═════ Fragment tekstu

SEBASTIAN PETRYCY - lekarz, profesor UK - przełożył na język polski „Ekonomikę” (1602) i „Politykę” (1608) Arystotelesa zaopatrując je w obfite „Przydatki”, w których sporo miejsca zajmują sprawy wychowania. Jako lekarz kładzie nacisk na sprawy higieny i wychowania fizycznego. Zaleca młodzieży umiarkowany ruch, gry sportowe i zręcznościowe, omawia szczegółowo program odżywiania dzieci i młodzieży (pańskie dzieci na „papinkach” są zwykle słabe, lada zmiana im szkodzi). Petrycy określa różnice wychowania synów plebejskich i szlacheckich. Syn szlachecki ma być w dzieciństwie kształcony, gdy podrośnie wprawiony w rycerstwo i gospodarstwo. Plebejusz niech się kształci, jeśli ma środki, jednak przede wszystkim niech się ćwiczy w rzemiośle i kupiectwie, bo z tego będzie żył. Z nauk przysługują szlachcie: łacina, wymowa, poetyka, historia, filozofia moralna i prawo, zaś mieszczaństwu: filozofia, teologia, medycyna i prawo, bo z tych można osiągać dochody.

Jako pierwszy w literaturze dotknął Petrycy sprawy wychowania dziewcząt (zachowywać wstydliwość, nie wychodzić bez towarzystwa starszej kobiety, nie zadawać się z młodzieńcami, nie próżnować, prząść, haftować, szyć, poznawać gospodarstwo, uprawiać zabawy, być wesołą i miłą, unikać wielomówności. O kształceniu umysłu nie ma ani słowa.

══════════

(Zadania do wykonania)
1. Jakie nauki przysługują mieszczaństwu według tekstu o Sebastianie Petrycym?
2. Przepisz z tekstu o Sebastianie Petrycym fragment między „Jako pierwszy w” a „ma ani słowa.” włącznie, zastępując w nim „dziewcząt” słowem „panien”.

═════ Zawartość zbioru danych

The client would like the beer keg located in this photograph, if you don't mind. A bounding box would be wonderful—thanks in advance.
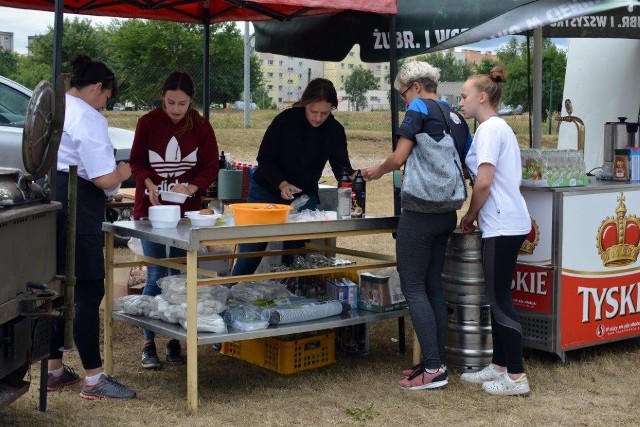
[442,229,493,372]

══════════

(Odpowiedzi)
1. Filozofia, teologia, medycyna i prawo.

2.
Jako pierwszy w literaturze dotknął Petrycy sprawy wychowania panien (zachowywać wstydliwość, nie wychodzić bez towarzystwa starszej kobiety, nie zadawać się z młodzieńcami, nie próżnować, prząść, haftować, szyć, poznawać gospodarstwo, uprawiać zabawy, być wesołą i miłą, unikać wielomówności. O kształceniu umysłu nie ma ani słowa.